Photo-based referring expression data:
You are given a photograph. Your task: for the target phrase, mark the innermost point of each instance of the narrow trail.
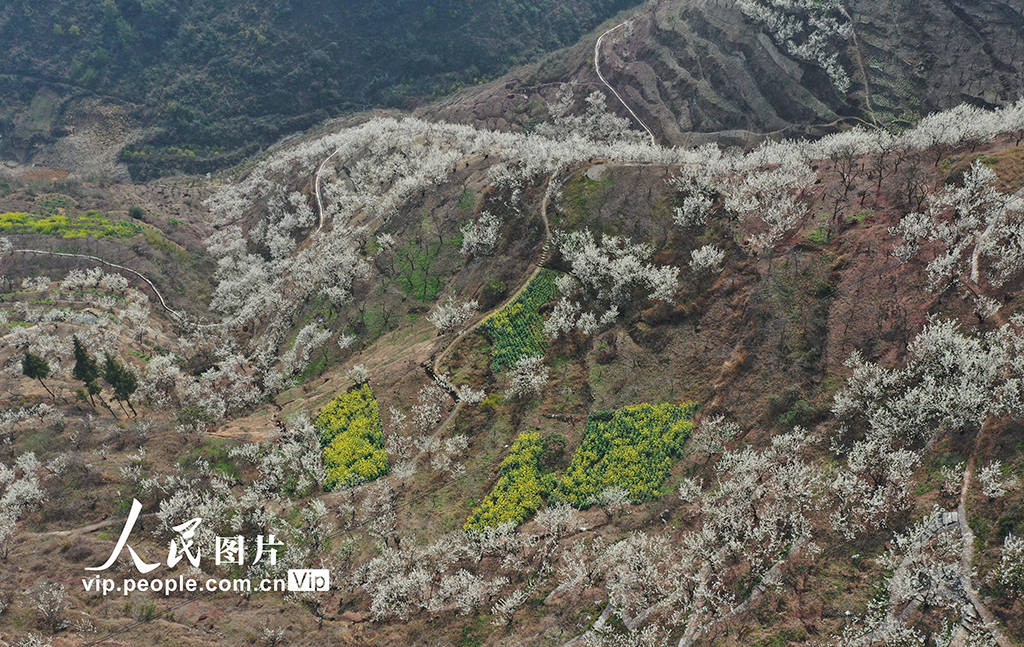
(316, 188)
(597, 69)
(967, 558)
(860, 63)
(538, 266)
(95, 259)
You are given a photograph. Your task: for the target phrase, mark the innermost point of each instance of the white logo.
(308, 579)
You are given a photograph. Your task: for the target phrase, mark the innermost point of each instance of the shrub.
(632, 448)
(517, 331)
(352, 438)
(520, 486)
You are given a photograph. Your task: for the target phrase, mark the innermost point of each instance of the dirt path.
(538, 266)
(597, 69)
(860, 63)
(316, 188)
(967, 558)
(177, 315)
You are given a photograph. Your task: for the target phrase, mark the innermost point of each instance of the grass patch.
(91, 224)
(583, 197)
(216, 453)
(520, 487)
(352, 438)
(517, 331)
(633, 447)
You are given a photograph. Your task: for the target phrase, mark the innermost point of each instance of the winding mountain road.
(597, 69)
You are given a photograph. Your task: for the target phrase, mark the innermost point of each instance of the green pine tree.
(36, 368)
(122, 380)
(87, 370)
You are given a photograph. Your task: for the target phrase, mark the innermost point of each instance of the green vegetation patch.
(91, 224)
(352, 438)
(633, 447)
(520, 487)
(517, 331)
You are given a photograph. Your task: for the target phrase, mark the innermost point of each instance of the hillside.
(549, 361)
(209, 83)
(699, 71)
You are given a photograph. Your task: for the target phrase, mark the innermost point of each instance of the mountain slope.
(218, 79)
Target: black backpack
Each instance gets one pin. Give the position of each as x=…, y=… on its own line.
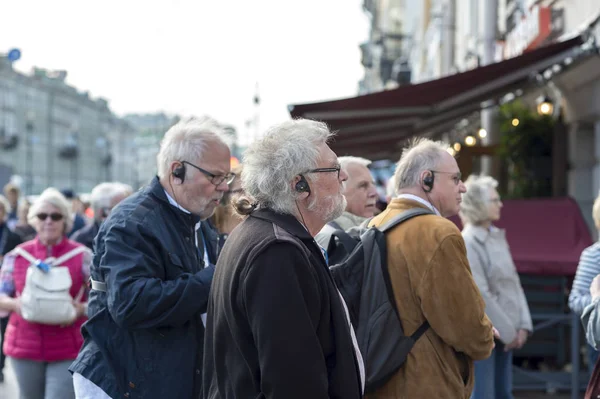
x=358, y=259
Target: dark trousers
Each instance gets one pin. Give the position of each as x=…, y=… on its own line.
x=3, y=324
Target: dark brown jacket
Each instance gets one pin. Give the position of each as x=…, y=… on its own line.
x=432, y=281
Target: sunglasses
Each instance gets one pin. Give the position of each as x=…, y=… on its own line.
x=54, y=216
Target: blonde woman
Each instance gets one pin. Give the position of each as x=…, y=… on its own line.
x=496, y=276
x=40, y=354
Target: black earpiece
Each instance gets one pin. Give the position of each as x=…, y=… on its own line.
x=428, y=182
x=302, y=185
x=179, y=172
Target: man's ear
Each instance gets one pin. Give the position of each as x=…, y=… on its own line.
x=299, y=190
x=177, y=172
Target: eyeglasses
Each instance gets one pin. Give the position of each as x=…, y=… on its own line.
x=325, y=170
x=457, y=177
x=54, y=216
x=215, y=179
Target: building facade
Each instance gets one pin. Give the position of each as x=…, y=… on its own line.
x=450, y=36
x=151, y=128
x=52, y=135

**REQUIRED WORK**.
Whenever "black" occurs in a line above, copy that line.

**OUTPUT BELOW**.
Target: black backpack
Target: black earpiece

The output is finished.